THE TASK:
Can you lay out all the items below as a numbered list, leaving out blank lines and the pictures?

RECORD LIST:
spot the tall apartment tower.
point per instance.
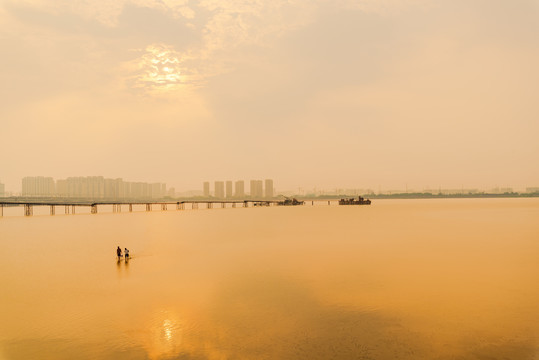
(220, 189)
(269, 188)
(229, 193)
(240, 189)
(257, 189)
(38, 186)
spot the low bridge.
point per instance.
(70, 206)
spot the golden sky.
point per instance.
(325, 93)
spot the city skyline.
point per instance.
(238, 190)
(372, 94)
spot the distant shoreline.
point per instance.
(424, 196)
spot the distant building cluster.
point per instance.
(94, 187)
(227, 189)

WRITTEN RESPONSE:
1. spot the tall apartment tower.
2. point per instance.
3. (220, 189)
4. (269, 188)
5. (229, 193)
6. (240, 189)
7. (257, 189)
8. (38, 186)
9. spot the low bridge.
10. point per instance.
11. (70, 206)
12. spot the golden sky.
13. point per instance.
14. (325, 93)
15. spot the city skyline.
16. point per instance.
17. (238, 190)
18. (372, 94)
19. spot the distant shoreline.
20. point per instance.
21. (424, 196)
22. spot the distant building cluster.
23. point per instance.
24. (94, 187)
25. (227, 189)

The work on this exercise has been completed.